__Extract__.
It’s all geek to me

Photo by yellowrubberduck on Flickr 

Nicholas Gruen mentioned many moons ago an idea for a useful feature for Club Troppo.  Apparently Crikey used to run an occasional roundup of interesting publications from thinktanks and other more academic sources, but subsequently discontinued it.  Probably not enough market demand.

Fortunately we here at Club Troppo don’t give a rat’s about market demand.  Moreover I’m having a quiet day today after the trauma of a birthday party last night where the house was invaded by twenty or so 13 year old girls, so I might as well have a go at implementing Nicholas’s idea.  I’ll attempt to repeat the exercise every month or so.

__Records shown__.
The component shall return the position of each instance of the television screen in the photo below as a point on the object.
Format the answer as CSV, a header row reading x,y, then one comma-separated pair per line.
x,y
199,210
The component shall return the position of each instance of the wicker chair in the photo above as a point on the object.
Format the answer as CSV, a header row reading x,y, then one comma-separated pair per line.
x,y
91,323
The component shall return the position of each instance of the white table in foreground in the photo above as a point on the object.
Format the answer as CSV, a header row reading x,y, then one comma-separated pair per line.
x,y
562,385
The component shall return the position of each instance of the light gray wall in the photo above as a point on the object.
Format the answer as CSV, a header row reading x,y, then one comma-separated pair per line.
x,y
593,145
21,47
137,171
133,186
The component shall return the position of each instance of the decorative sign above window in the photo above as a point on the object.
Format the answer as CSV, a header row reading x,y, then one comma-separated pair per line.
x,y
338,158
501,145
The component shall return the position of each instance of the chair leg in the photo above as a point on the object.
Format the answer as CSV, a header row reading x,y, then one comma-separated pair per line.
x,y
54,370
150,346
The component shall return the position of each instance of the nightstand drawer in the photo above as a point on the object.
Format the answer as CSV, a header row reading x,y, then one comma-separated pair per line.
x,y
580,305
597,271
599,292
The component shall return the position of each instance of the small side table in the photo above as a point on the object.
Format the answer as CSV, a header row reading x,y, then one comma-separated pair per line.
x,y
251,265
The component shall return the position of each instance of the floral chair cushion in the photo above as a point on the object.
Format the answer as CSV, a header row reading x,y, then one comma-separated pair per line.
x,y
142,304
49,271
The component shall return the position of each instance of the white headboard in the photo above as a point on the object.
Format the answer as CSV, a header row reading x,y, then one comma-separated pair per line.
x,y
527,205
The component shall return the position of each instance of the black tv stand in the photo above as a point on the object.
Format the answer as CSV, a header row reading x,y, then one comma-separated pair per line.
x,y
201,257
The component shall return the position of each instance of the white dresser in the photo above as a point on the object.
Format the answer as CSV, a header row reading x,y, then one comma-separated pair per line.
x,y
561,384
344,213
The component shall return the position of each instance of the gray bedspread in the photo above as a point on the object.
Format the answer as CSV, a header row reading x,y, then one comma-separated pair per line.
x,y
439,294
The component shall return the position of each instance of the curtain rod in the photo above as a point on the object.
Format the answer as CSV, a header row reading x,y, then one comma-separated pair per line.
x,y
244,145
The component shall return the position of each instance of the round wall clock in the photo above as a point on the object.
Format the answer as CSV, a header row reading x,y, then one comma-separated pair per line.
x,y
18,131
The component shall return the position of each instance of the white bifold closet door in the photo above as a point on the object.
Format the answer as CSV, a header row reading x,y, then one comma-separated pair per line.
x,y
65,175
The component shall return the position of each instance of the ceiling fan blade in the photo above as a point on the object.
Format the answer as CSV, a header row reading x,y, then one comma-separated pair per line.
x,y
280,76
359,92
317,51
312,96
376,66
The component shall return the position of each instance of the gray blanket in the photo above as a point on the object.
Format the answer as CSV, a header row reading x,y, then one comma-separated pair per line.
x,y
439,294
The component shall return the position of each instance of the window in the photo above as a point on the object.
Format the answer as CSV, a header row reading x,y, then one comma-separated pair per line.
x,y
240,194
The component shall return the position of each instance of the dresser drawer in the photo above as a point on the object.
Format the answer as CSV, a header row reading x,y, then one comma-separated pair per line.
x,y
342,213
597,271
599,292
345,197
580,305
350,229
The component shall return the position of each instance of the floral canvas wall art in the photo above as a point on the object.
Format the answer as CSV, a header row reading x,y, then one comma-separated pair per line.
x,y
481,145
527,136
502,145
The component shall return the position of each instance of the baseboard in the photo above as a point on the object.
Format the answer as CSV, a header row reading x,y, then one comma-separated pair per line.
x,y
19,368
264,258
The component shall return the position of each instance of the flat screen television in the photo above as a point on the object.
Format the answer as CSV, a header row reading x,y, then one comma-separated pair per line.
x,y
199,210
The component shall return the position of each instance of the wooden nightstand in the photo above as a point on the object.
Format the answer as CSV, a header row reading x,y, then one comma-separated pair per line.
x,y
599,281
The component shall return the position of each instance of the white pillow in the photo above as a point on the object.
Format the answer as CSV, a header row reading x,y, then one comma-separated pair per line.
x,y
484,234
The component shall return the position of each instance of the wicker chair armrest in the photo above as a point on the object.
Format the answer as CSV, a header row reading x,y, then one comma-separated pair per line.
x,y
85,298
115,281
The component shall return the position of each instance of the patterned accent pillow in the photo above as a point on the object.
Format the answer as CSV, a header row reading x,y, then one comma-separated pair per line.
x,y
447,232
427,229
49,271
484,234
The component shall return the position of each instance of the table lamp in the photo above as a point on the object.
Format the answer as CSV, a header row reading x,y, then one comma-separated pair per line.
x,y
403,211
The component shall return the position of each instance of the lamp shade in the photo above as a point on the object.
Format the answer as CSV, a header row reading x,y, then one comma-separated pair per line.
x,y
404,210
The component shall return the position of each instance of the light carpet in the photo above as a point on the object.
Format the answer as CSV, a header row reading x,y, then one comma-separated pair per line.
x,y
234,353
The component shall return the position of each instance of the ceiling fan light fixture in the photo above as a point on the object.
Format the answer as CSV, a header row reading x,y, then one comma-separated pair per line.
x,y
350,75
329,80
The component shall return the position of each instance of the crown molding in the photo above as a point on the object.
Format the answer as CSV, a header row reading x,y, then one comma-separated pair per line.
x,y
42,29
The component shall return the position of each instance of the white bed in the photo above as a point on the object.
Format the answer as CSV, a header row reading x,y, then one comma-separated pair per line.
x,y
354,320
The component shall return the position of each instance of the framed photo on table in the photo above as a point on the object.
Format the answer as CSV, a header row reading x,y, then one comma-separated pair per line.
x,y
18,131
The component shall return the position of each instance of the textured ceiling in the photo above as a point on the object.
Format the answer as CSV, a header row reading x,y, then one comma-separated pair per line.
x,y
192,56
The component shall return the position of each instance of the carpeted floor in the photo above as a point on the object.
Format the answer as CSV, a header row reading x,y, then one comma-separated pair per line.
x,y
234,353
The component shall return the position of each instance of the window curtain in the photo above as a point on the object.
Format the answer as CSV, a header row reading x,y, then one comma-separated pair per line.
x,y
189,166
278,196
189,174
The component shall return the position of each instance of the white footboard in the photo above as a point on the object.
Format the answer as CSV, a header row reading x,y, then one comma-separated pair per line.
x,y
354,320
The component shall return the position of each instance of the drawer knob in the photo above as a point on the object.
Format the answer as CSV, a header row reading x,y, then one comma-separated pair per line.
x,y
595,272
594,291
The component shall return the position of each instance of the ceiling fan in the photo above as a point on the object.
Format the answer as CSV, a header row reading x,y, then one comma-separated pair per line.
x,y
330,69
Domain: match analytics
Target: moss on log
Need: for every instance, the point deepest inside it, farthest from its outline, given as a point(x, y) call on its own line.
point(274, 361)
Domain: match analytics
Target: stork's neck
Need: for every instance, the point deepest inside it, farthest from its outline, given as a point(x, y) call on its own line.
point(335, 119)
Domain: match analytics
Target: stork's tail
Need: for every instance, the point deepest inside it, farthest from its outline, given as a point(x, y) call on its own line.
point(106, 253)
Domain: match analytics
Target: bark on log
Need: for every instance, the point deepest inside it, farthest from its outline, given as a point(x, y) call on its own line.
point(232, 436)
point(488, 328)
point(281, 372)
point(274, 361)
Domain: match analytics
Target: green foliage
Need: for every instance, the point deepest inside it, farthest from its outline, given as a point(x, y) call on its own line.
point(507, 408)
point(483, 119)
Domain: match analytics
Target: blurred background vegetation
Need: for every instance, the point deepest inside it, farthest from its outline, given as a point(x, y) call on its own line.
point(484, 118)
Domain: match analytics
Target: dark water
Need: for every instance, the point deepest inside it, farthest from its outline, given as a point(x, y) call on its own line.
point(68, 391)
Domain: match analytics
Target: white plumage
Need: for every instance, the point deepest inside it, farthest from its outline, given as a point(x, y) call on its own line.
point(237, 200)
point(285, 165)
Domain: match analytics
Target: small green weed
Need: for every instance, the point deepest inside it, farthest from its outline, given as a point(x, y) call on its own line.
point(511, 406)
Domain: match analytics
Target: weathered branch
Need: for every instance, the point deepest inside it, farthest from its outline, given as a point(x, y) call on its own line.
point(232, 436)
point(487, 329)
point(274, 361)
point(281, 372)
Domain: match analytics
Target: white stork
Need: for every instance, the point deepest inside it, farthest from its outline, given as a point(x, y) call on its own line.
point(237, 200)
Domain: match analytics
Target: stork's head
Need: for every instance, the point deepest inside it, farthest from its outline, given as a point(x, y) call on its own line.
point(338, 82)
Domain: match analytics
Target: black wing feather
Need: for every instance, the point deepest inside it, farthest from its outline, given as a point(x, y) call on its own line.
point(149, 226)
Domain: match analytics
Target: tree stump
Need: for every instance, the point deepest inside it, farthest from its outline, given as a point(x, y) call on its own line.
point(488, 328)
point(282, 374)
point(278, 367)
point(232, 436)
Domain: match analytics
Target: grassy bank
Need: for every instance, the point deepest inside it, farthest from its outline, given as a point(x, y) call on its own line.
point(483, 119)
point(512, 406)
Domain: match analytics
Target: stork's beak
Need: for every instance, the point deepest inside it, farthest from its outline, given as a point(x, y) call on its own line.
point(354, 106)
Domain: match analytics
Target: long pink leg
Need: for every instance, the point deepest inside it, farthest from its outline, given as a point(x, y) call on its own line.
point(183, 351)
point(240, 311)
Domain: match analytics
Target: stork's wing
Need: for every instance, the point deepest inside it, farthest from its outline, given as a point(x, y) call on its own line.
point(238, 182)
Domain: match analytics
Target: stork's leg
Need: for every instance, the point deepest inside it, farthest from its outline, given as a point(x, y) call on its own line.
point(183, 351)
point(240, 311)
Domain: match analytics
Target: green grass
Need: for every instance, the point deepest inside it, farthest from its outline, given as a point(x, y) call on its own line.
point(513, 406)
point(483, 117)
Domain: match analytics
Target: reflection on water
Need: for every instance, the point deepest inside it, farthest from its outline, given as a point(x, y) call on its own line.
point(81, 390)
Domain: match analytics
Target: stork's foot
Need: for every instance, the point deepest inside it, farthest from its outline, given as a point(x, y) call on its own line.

__Problems to solve__.
1. In the Club Troppo post, duplicate the text between "Fortunately we here" and "month or so.", inclusive.
2. Answer these questions from the Club Troppo post:
(a) Which publication used to run an occasional roundup of interesting publications from thinktanks and academic sources?
(b) About how many guests came to the birthday party, and how old were they?
(c) How often does the writer plan to repeat the exercise?

__Responses by task__.
1.
Fortunately we here at Club Troppo don’t give a rat’s about market demand.  Moreover I’m having a quiet day today after the trauma of a birthday party last night where the house was invaded by twenty or so 13 year old girls, so I might as well have a go at implementing Nicholas’s idea.  I’ll attempt to repeat the exercise every month or so.

2.
(a) Crikey
(b) Twenty or so, all 13-year-old girls
(c) Every month or so